• **CONSIGNE**: Pouvez-vous recopier mot pour mot le passage du texte sur Ravensbrück qui commence à « Dans tous les » et se termine à « destinés aux soldats. » ?

• **SOURCE**:
════
Dans tous les gestes du quotidien, ces femmes résistent : elles sourient, chantent, chapardent, sabotent leurs travaux, oublient le piano sous la pluie ou les épingles dans l'entrejambe des pantalons destinés aux soldats.
"Vivre c'est ne pas devancer la mort, à Ravensbrück comme ailleurs. Ne pas mourir avant la mort, se tenir debout dans l'intervalle mince entre le jour et la nuit."

Pour Mila qui appartient à l'équipe des déménageuses qui vident les wagons du pillage près du lac, commence en parallèle une autre lutte : ne pas avouer qu'elle est enceinte. Sa grossesse lui paraît irréelle et elle craint, si cela se découvre, de perdre son travail et d'être éliminée. Par le passé, au camp on avortait les femmes jusqu'au huitième mois ou supprimait les nouveau-nés sous les yeux de leur mère. Certes, maintenant le bruit court qu'il y a une pouponnière...
Mila, lorsque sa grossesse est découverte, bénéficie de complicité pour passer de la manutention à l'atelier de couture. Elle pourra ainsi parvenir à terme et son petit être accueilli à la "kinderzimmer" dès l'accouchement. Celle-ci, avec deux châlits pour les recevoir tous, une seule couche par bébé et une unique boîte de lait par jour à se partager, accueille les nourrissons dans les mêmes conditions d'exiguïté, de froid, d'hygiène et de sous-alimentation que dans le reste du camp. Là, Mila découvre vite que malgré le dévouement de Sabine, la puéricultrice prête à perpétuer la vie avec obstination, la majorité de ces bébés, qui "n'ont pas de vêtements reconnaissables, pas de visage à eux, ont tous les traits de la mort en marche", décèdent avant leurs trois mois. Mais certains doivent être plus résistants que d'autres se dit la jeune femme qui veut croire que le sien survivra. Elle a aperçu devant un des blocks, quatre ou cinq gamins qui jouaient entre eux, un dimanche, une fois...
"Ne pas abandonner, dire des mots d'amour, Sabine prétend qu'il comprend et même si c'est faux ça ne fait rien. Mila entend les paroles qu'elle prononce, elle s'entend ne pas renoncer. Voir l'éclat du soleil dans les congères. Dire des mots d'amour à James. Les allemands n'auront pas gagné." Une véritable course contre la mort s'engage : à la mort de James, elle prendra le relais auprès de Sacha dont la mère russe vient de mourir du choléra ou du typhus. Sacha-James deviendra son fils.

Quand l'opportunité s'offrira à cinq d'entre elles de quitter le camp pour travailler dans une ferme où amener son enfant serait possible, avec la peur au ventre d'être victime d'un convoi pour la mort déguisé, Mila accepte pour sauver l'enfant qu'elle voit s'éteindre de jour en jour.
════
• **LIGNES**:
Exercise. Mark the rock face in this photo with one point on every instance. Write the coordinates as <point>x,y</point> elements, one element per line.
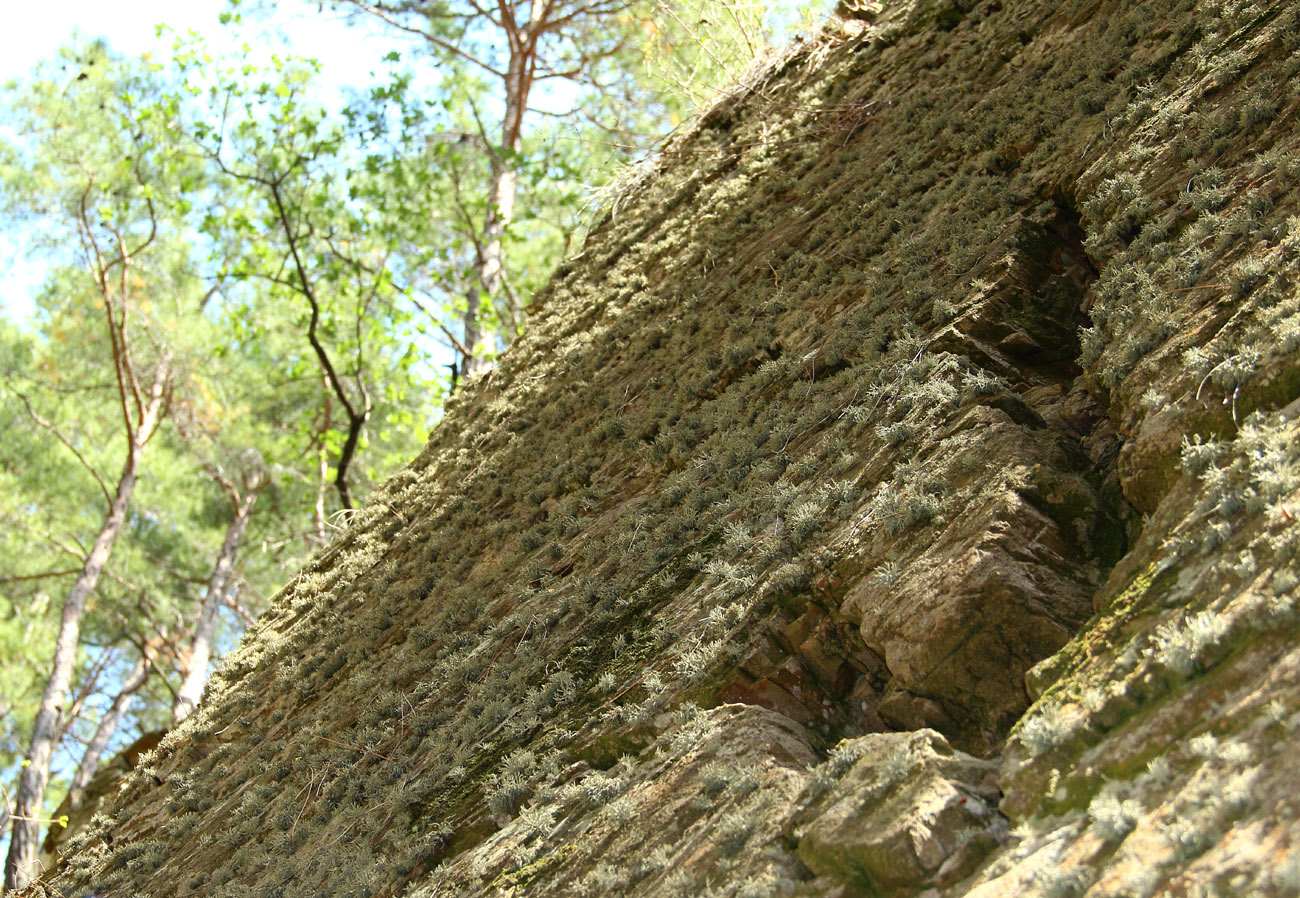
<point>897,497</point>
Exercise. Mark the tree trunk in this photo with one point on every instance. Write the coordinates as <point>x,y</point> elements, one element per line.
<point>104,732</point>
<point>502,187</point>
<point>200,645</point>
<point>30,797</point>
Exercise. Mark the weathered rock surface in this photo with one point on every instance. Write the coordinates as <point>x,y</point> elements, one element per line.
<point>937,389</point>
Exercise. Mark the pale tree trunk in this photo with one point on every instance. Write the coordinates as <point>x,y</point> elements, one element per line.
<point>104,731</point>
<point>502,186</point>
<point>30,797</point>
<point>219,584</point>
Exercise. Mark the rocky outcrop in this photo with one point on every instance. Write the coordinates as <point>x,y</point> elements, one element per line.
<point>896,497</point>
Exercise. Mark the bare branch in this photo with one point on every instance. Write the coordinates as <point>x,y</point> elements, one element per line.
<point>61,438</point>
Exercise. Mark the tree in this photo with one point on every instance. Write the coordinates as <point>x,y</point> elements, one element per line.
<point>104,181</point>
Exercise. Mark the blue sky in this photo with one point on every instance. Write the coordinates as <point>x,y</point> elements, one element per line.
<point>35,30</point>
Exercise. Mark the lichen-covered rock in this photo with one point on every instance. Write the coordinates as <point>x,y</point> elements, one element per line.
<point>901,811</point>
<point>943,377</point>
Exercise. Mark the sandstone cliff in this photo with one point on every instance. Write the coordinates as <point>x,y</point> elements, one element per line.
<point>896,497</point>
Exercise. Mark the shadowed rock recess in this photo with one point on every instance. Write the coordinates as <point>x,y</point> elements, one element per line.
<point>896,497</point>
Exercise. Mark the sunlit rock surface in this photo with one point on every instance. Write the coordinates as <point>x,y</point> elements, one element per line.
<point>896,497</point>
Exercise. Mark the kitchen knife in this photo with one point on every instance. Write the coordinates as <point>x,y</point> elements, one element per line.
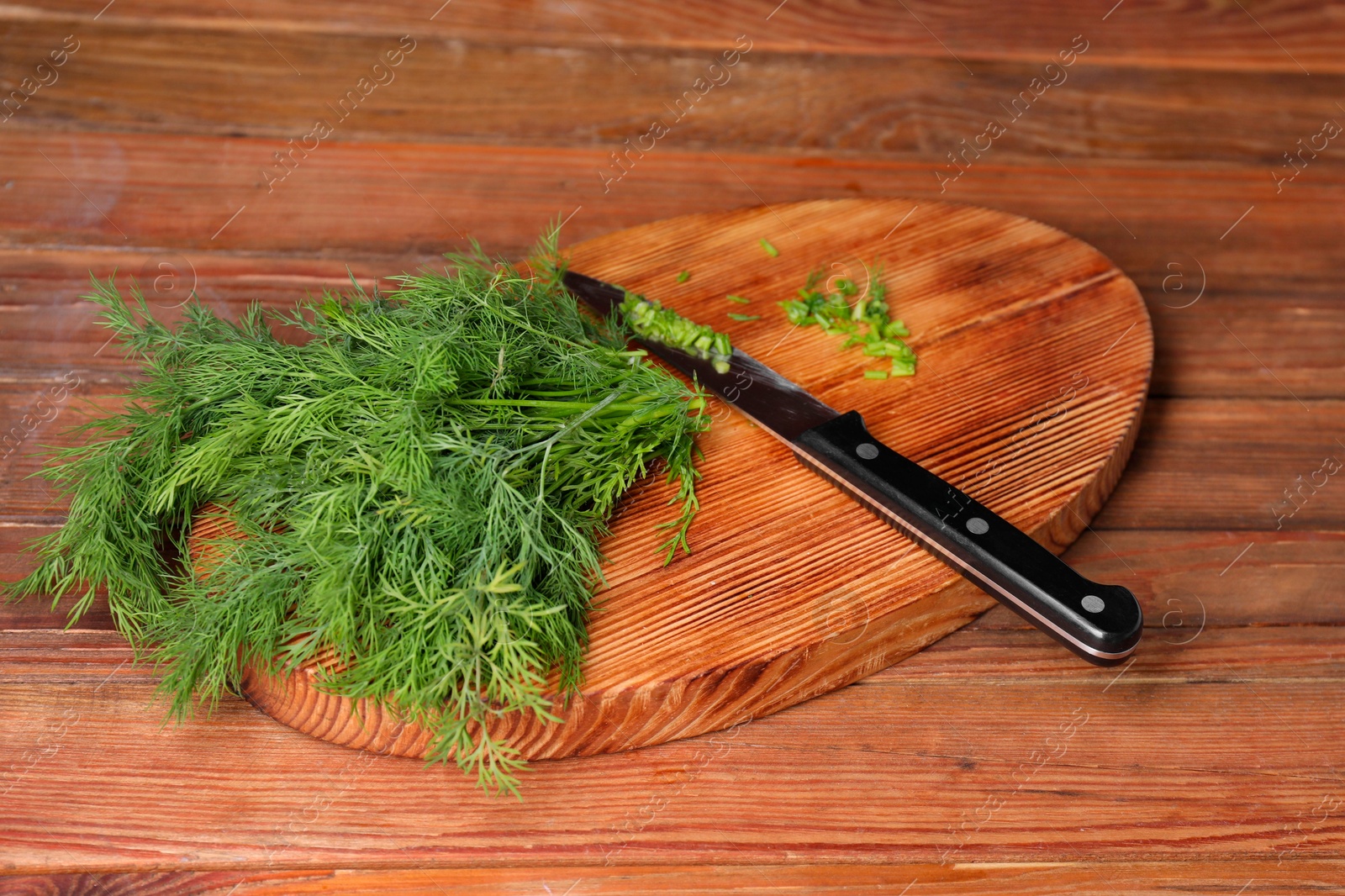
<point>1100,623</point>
════
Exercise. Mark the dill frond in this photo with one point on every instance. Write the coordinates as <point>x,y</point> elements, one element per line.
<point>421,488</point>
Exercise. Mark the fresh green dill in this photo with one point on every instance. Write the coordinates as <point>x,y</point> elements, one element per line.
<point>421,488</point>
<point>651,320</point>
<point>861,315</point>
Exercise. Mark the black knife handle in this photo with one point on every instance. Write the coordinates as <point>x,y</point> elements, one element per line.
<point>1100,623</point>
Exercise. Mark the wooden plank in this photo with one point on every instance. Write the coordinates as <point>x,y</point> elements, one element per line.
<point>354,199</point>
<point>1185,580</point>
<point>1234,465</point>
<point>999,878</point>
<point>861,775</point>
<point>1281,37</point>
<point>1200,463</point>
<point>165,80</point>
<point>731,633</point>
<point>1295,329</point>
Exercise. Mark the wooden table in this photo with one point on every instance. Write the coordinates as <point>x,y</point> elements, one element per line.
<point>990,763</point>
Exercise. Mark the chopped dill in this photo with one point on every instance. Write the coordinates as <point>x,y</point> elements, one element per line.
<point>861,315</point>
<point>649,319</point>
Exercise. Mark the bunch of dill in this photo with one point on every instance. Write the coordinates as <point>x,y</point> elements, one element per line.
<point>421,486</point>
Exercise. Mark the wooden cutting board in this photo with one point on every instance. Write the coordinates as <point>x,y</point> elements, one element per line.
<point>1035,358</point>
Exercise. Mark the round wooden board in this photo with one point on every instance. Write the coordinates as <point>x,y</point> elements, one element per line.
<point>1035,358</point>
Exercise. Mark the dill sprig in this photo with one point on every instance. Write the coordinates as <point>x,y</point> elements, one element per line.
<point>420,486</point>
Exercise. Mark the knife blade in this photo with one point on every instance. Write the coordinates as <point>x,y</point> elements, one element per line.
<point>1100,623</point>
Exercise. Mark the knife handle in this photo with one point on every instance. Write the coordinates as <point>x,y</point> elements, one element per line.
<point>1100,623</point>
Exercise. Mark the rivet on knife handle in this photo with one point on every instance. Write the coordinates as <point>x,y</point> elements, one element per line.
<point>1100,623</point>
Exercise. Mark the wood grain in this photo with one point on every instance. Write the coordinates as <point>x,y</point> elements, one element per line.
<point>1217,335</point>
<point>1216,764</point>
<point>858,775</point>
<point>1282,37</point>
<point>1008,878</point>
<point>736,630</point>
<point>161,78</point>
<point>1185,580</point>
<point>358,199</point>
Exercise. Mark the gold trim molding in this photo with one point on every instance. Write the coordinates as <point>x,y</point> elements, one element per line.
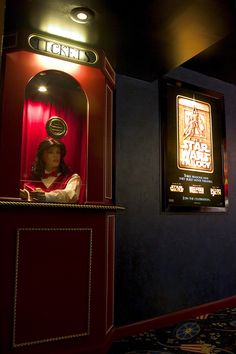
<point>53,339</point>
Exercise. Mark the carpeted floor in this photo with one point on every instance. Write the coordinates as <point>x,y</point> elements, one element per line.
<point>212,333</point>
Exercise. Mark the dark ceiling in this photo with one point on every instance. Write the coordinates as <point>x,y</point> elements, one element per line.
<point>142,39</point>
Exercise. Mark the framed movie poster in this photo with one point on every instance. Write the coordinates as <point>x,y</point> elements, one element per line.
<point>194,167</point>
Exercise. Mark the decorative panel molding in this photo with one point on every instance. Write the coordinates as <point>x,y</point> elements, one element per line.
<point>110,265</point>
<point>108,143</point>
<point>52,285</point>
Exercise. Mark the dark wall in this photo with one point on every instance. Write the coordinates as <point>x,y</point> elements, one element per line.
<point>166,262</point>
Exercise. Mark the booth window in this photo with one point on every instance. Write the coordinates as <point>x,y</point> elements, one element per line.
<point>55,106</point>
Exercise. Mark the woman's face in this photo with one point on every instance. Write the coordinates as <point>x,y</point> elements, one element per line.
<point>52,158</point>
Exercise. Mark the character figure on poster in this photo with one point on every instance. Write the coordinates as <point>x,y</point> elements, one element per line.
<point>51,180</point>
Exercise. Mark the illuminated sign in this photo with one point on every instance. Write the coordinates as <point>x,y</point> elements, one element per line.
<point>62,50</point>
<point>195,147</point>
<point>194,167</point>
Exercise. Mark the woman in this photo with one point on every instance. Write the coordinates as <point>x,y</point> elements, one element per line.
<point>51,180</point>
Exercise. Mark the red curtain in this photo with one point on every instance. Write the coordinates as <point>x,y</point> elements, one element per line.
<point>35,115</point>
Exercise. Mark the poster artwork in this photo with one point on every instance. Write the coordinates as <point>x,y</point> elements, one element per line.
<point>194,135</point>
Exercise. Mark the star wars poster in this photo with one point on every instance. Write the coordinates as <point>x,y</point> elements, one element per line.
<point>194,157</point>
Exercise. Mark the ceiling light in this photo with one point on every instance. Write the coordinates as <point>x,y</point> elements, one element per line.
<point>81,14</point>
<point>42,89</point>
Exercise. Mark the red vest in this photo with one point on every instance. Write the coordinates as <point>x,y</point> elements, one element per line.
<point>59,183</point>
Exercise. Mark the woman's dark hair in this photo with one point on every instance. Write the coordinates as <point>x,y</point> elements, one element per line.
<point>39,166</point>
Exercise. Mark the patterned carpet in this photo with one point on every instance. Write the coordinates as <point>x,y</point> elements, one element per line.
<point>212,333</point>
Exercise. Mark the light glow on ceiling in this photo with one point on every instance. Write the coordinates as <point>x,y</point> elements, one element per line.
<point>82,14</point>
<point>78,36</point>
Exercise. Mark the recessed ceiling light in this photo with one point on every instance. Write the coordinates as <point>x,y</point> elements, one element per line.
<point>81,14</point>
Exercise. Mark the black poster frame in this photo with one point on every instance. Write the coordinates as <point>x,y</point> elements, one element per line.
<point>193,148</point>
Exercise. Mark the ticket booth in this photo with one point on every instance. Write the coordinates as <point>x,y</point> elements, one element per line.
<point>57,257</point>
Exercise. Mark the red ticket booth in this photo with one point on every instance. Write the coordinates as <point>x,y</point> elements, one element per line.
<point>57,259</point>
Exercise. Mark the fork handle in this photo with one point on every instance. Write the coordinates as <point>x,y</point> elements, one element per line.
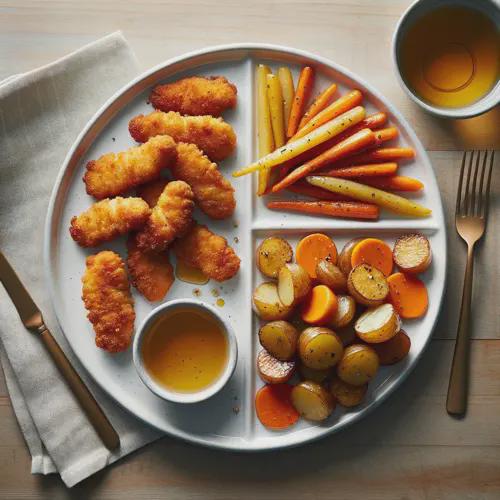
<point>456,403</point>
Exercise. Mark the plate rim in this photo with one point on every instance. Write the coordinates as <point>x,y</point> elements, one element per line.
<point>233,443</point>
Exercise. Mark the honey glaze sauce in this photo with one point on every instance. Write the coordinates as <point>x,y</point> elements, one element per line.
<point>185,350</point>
════
• **RÉSULTAT**:
Dans tous les gestes du quotidien, ces femmes résistent : elles sourient, chantent, chapardent, sabotent leurs travaux, oublient le piano sous la pluie ou les épingles dans l'entrejambe des pantalons destinés aux soldats.